▶ _Source data_:
- Opening Delimiter -

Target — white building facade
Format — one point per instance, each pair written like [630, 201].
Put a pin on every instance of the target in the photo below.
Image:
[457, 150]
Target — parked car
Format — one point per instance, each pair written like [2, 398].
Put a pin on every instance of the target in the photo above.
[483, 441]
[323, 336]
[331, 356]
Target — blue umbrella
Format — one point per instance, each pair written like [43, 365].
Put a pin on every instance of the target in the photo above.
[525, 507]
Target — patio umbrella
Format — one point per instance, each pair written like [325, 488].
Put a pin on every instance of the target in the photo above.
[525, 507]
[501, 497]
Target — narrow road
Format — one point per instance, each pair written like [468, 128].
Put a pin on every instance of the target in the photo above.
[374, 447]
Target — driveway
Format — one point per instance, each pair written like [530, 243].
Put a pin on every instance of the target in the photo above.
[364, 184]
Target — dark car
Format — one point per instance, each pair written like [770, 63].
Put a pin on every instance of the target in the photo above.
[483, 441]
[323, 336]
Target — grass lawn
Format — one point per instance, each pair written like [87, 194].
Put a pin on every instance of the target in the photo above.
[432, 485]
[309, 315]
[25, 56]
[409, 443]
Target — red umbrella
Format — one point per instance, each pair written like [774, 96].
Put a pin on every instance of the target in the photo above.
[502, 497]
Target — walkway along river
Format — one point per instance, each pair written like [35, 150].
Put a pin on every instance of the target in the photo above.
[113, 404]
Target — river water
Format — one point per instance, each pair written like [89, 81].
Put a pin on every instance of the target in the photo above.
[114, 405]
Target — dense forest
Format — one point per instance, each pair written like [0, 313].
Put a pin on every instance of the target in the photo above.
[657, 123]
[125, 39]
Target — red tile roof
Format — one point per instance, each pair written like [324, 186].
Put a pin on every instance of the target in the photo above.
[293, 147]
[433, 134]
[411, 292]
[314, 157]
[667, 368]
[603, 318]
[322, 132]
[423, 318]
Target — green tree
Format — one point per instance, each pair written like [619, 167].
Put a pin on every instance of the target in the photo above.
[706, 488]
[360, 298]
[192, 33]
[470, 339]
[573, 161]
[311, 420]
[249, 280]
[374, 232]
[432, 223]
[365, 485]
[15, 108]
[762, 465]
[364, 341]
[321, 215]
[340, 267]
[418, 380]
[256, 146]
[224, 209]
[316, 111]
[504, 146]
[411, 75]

- Closing Delimiter -

▶ _Directions for this task_: Set down, unchanged, only those lines above that fall between the line with "like [2, 398]." and the line with "Target — red umbrella", the two end lines included.

▶ _Written solution_:
Format — one point per instance, each pair written like [2, 398].
Put a pin on every instance of the target in the photo above.
[483, 441]
[323, 336]
[331, 356]
Target — blue umbrella
Format — one point per instance, each pair written like [43, 365].
Put a pin on every instance of the target in the photo above.
[525, 507]
Target — patio umbrella
Format — one point per instance, each pair written like [325, 488].
Put a pin on every instance of the target in the photo above.
[525, 507]
[501, 497]
Target — narrow road
Format — one point per instance, each pair written like [468, 128].
Put a pin on every instance of the target in the photo above.
[374, 447]
Target — driveway
Format — one point per instance, each pair written like [530, 243].
Put a pin on every instance of the target in the photo above.
[364, 184]
Target — dark car
Format — one point per instance, each pair written like [770, 63].
Put a pin on every instance of the target in the photo above.
[483, 441]
[323, 336]
Target — grass lawn
Format — one point per instance, each pair written like [87, 194].
Put a pin on every instance of the target in the photo above.
[432, 485]
[309, 315]
[25, 56]
[409, 443]
Target — red umbrella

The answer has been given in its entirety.